◆ DOCUMENT TEXT:
################

You are viewing a plain text version of this content. The canonical link for it is here.

Posted to issues@spark.apache.org by "Michael Taranov (Jira)" <ji...@apache.org> on 2022/06/14 11:59:00 UTC

[jira] [Created] (SPARK-39467) Count on distinct asterisk not equals to the count with column names provided

Michael Taranov created SPARK-39467:
---------------------------------------

             Summary: Count on distinct asterisk not equals to the count with column names provided
                 Key: SPARK-39467
                 URL: https://issues.apache.org/jira/browse/SPARK-39467
             Project: Spark
          Issue Type: Question
          Components: Spark Core
    Affects Versions: 3.1.3
         Environment: Spark 3.1.3 vanilla 
            Reporter: Michael Taranov


Hi everyone,

We came across a case when count distinct with asterisk produce incorrect result.

################

◆ DATASET EXTRACT:
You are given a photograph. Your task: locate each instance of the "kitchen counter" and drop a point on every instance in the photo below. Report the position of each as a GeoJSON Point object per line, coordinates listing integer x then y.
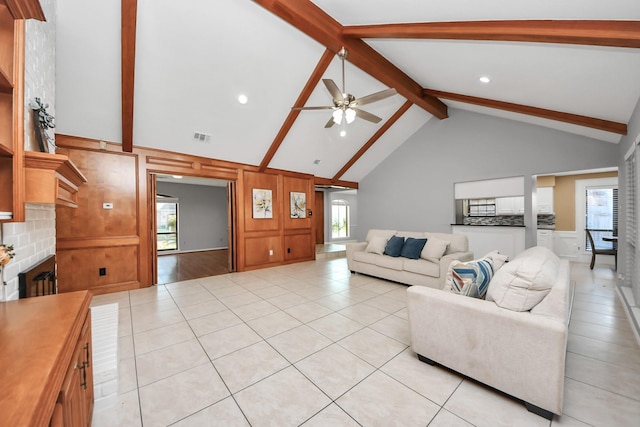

################

◆ STATED TASK: Summarize the issue report in two sentences. Answer from the issue report alone.

◆ SOLUTION TO THIS EXERCISE: Michael Taranov created SPARK-39467, a Question-type issue in the Spark Core component of the Spark project that affects version 3.1.3 and is titled "Count on distinct asterisk not equals to the count with column names provided." The reporter says they came across a case where count distinct with an asterisk produces an incorrect result.